● Work to be completed
In the listing, replace "red dry bag" with "orange dry bag" in the lines starting at the one containing "Can you find the green tree?" and ending at the one containing "<point>435,355</point>". Give back only those lines, with nothing else changed.
::: Dataset rows
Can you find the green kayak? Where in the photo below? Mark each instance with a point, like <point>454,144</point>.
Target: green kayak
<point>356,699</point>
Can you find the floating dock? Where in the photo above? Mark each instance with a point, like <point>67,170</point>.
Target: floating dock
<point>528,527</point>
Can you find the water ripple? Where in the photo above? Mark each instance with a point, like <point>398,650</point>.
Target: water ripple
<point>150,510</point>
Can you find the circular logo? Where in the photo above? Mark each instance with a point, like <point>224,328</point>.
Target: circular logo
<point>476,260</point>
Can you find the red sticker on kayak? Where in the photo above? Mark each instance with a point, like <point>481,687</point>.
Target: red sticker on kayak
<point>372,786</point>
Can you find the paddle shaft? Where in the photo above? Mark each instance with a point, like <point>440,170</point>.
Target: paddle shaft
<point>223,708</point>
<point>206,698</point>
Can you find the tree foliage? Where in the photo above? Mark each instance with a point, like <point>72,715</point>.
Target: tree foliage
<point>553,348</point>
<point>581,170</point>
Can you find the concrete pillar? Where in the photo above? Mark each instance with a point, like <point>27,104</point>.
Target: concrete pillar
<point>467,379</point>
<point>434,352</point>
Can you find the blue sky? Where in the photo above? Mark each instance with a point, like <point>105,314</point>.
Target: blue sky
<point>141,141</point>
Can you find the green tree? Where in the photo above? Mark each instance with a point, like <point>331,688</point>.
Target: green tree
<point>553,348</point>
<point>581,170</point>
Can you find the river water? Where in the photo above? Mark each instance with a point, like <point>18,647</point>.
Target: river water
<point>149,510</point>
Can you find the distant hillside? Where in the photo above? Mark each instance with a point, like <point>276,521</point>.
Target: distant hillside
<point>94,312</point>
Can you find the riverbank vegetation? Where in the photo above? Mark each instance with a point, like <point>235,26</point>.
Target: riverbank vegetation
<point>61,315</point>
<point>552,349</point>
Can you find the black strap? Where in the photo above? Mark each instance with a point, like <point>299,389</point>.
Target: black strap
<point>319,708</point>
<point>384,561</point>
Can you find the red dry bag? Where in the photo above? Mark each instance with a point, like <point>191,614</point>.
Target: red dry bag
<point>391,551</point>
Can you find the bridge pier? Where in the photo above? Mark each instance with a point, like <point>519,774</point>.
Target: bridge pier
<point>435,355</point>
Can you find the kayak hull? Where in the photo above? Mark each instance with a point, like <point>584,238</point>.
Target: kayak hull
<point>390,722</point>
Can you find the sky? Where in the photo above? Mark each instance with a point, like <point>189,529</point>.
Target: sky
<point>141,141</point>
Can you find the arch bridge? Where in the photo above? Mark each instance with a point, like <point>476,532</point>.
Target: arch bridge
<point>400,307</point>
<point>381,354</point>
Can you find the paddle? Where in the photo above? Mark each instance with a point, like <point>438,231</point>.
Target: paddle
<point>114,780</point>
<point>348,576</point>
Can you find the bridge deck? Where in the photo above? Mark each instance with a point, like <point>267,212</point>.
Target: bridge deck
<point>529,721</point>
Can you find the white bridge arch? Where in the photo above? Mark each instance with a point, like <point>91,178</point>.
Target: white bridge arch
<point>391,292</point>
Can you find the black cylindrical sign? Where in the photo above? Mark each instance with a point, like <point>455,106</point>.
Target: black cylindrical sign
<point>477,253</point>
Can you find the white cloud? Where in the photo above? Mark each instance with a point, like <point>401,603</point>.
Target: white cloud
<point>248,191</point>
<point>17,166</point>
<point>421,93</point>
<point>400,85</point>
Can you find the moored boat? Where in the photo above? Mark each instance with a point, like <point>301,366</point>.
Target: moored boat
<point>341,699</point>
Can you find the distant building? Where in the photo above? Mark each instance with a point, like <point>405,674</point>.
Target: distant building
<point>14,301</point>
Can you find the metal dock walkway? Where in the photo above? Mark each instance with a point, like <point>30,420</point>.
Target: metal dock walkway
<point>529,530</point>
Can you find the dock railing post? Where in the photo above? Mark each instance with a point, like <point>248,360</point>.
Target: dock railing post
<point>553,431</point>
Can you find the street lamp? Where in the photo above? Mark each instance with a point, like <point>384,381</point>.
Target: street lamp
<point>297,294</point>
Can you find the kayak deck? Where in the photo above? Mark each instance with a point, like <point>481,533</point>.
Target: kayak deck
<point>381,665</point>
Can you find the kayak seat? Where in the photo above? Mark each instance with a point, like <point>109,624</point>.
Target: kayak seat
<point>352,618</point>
::::::
● The response
Can you find the green tree? Where in the photo above? Mark each instance with a point, like <point>331,688</point>.
Target: green tree
<point>553,348</point>
<point>581,170</point>
Can you find the river water? Where in the photo above? Mark each instance with a point, like <point>18,647</point>.
Target: river water
<point>149,510</point>
Can you find the distant hillside? Where in the photo above? Mark each instance with a point, like <point>276,521</point>.
Target: distant hillside
<point>94,312</point>
Can you find the riverbank vegetation? Where in the photo above? Mark each instance with a point, like <point>235,26</point>.
Target: riverbank vegetation
<point>61,315</point>
<point>552,349</point>
Can you find the black strap? Where in the photo above? Mark each instance with a point, like <point>299,389</point>.
Target: black strap
<point>319,708</point>
<point>384,561</point>
Can you find the orange dry bag? Where in the photo above? Mark each instance with a point, like <point>191,614</point>.
Target: orange dry bag
<point>391,551</point>
Can you find the bridge pier? Where in the photo above? Mark each instance with a point, like <point>519,774</point>.
Target: bridge pier
<point>435,355</point>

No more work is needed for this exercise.